Collection entries:

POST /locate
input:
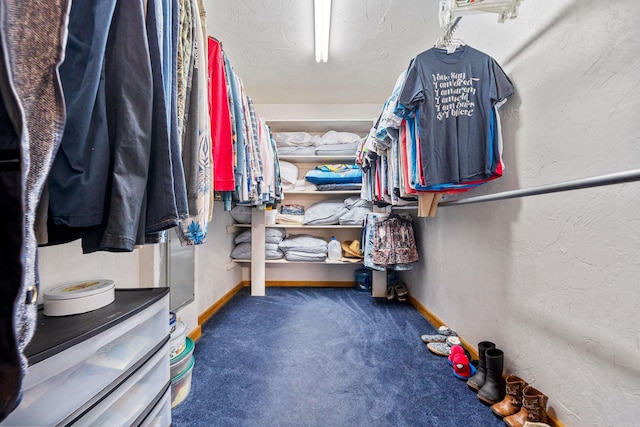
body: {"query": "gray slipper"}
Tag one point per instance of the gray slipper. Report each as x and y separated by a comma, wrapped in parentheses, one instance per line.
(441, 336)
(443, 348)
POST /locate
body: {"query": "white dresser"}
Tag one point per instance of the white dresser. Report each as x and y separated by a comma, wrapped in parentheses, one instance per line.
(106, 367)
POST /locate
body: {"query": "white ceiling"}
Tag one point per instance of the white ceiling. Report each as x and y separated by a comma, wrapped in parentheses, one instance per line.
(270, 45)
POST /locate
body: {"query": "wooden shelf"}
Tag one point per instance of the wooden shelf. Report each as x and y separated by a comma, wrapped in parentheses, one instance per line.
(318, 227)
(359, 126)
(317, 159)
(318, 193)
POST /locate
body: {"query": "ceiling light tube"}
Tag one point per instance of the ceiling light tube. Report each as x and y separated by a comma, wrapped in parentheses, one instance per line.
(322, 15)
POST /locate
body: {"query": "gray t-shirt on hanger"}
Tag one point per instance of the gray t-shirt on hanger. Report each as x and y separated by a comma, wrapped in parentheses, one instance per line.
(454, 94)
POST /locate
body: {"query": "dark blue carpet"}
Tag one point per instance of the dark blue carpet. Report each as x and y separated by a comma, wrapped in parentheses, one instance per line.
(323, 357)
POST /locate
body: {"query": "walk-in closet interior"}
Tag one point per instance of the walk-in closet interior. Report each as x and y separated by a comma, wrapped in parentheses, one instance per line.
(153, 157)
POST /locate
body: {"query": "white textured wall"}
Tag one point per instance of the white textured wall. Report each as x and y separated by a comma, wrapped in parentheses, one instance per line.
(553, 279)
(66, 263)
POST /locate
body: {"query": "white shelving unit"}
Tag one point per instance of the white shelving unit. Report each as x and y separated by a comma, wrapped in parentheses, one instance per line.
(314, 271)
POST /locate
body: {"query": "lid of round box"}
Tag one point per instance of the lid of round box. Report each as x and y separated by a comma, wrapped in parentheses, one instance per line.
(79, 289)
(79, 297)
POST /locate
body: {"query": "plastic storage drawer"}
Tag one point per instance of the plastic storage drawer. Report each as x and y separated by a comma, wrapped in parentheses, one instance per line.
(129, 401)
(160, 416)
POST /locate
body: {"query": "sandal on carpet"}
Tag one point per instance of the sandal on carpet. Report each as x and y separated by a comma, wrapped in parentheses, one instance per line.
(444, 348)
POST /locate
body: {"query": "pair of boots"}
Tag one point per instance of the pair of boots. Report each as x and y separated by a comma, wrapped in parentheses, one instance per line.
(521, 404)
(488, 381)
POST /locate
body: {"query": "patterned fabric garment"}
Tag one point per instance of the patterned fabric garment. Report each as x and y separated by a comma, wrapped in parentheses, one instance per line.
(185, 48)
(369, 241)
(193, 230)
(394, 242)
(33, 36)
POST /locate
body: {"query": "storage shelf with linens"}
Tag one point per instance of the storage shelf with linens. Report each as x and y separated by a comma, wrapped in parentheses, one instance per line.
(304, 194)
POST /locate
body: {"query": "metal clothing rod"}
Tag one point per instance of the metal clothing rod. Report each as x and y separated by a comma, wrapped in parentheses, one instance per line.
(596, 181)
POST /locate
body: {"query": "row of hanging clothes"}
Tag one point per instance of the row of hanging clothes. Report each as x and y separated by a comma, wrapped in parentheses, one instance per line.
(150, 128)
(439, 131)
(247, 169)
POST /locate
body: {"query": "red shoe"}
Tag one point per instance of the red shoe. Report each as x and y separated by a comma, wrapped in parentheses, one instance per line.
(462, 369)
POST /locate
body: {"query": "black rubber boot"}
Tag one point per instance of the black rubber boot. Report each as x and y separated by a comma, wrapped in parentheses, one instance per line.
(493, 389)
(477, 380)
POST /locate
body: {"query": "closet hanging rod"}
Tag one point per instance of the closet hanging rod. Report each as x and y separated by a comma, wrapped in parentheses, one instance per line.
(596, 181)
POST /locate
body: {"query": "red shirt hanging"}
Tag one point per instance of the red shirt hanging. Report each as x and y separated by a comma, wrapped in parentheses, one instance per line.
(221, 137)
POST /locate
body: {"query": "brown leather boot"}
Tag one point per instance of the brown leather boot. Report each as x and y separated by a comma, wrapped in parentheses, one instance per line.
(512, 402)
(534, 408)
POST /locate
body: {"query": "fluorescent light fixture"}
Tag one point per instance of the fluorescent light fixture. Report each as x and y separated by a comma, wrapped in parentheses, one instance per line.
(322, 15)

Work to complete: Every entry above needs to be duplicated precisely, and none of the pictures should appear.

The completed task:
POST /locate
input:
body: {"query": "gray slipper"}
Tag one point per instance of the gray slipper. Report each as x and y separated by a comma, wrapped in parentheses, one instance per line.
(441, 336)
(443, 348)
POST /locate
body: {"query": "white dresser"}
Tag one point per instance of the white dresser. Report each as x and y separated by a comma, wrapped in parentheses, one instance per line.
(106, 367)
POST /locate
body: {"query": "white ceiling"}
Tag one point per instance of the white ceiling. Report each as x and y separated by a comma, wrapped in parentheses, one instance per line.
(270, 45)
POST /locate
body: {"query": "wooden shelf"}
Tag one point per instance of the wooden shelf. Report each as x and y separated by a comma, wrapped in parentheses, one instance per line.
(318, 227)
(359, 126)
(317, 159)
(318, 193)
POST /locate
body: {"query": "ceiling light tube"}
Tag one point per instance of the ceiling light tube. Report each as x and y separated by a comma, wrapped in parentheses, one instance per line.
(322, 15)
POST /locate
body: {"query": "gray t-shirt on hanger"}
Tag one point per instance of the gray t-shirt on hanger. Report each as x and y separated by a comma, wrapped in parentheses, one instance per line.
(454, 94)
POST /locate
body: {"query": "dark blue carpet"}
Tag one point per instance of the dark blue carpet. Report each as x and y separated by a comma, wrapped in parentheses, one instance per line.
(323, 357)
POST /locate
body: {"query": "walk-in closet interior"}
Tag one point per instance of the walk-in closet interior. Report each as x and y separated by a comma, wrapped in parentheses, one instance per line.
(153, 157)
POST /locate
body: {"query": "white textured wall"}
Tag one point per instance of the white textured wall. Report each as x and y separated by a comma, wrapped in parentheses, one instance per line.
(553, 279)
(66, 263)
POST /locate
body: {"query": "white shelving unit"}
Tag one point per instance of the white shelving unit. Report each as x and y separated by a comma, wrapped in parentheses, one instance per line.
(314, 271)
POST /locate
body: {"query": "lid of round box"}
Tag one point per instance of the lid of round box. Report each as x and y separated by a comma, wrapped in parentheses, one instance per line.
(79, 289)
(79, 297)
POST /locate
body: {"query": "plastic storage drawer"}
Tag one point per instance of the plastic storage drawer. Report each as x and y separated by a comma, wrapped in parentheses, one instance per line.
(129, 401)
(160, 416)
POST /locate
body: {"query": "sandal on carpet"}
Tag one point per instance of the sandal on carpet. Report each as x and y separated by a comma, wrapped in parentheses, one instance per line.
(444, 348)
POST /locate
body: {"query": "pair of boots"}
Tag one point per instance of the pair of boots. Report each as x and y separated by a comma, wrapped in parentheses, one instance per line.
(521, 404)
(488, 381)
POST /locate
body: {"query": "patterned fabric garment"}
Tag one point per instance of the patterned fabric garment. Report each as x and y separated by a comma, wrapped in parentheses, one instance per line.
(185, 48)
(369, 241)
(193, 230)
(394, 242)
(33, 36)
POST /locate
body: {"query": "storage shelf with linens"}
Tag one point per instance of the storage shelf with linens. Report each as x and y separated by a comma, wrapped in parentheses, one instance per line.
(304, 194)
POST /locate
body: {"query": "metal clothing rod"}
Tag one point per instance of the metal clothing rod. Report each as x and y separated by a comma, wrapped in parentheses, one instance per line.
(596, 181)
POST /locate
body: {"query": "row of hanging clothes"}
Tag one point per instance of the row of hanging clothes. Report each as x and y separated by a comma, wrapped in parentheses, one instance per line.
(150, 128)
(439, 131)
(247, 169)
POST /locate
body: {"query": "red shoe"}
Tag one point per instance of the red shoe. Report each as x and y separated by a comma, wrapped in parentheses, one instance per line.
(462, 369)
POST /locate
body: {"query": "black rubber boot"}
Tag one point per instance of the black rubber boot. Report each as x and y separated by a comma, wrapped in parentheses, one instance per line.
(493, 389)
(477, 380)
POST /locate
body: {"query": "closet hanging rod"}
Tag one point per instance of the closet hanging rod. Report each as x and y separated by a comma, wrapped in parentheses, one instance per line.
(596, 181)
POST /locate
body: {"query": "red shirt hanging"}
Tag one point per instance of the red shirt hanging. Report each as x and y separated by a comma, wrapped in parentheses, one instance per line.
(221, 137)
POST /locate
body: {"query": "brown leather boot"}
Tag one point per instance of the brown leather boot. Report each as x and y separated by a comma, wrapped in parentheses, one instance per line.
(512, 402)
(534, 408)
POST /locate
body: {"query": "fluorescent light fixture"}
Tag one point per instance of the fluorescent light fixture. Report each as x and y separated by a comma, wrapped in parentheses, one instance per line.
(322, 15)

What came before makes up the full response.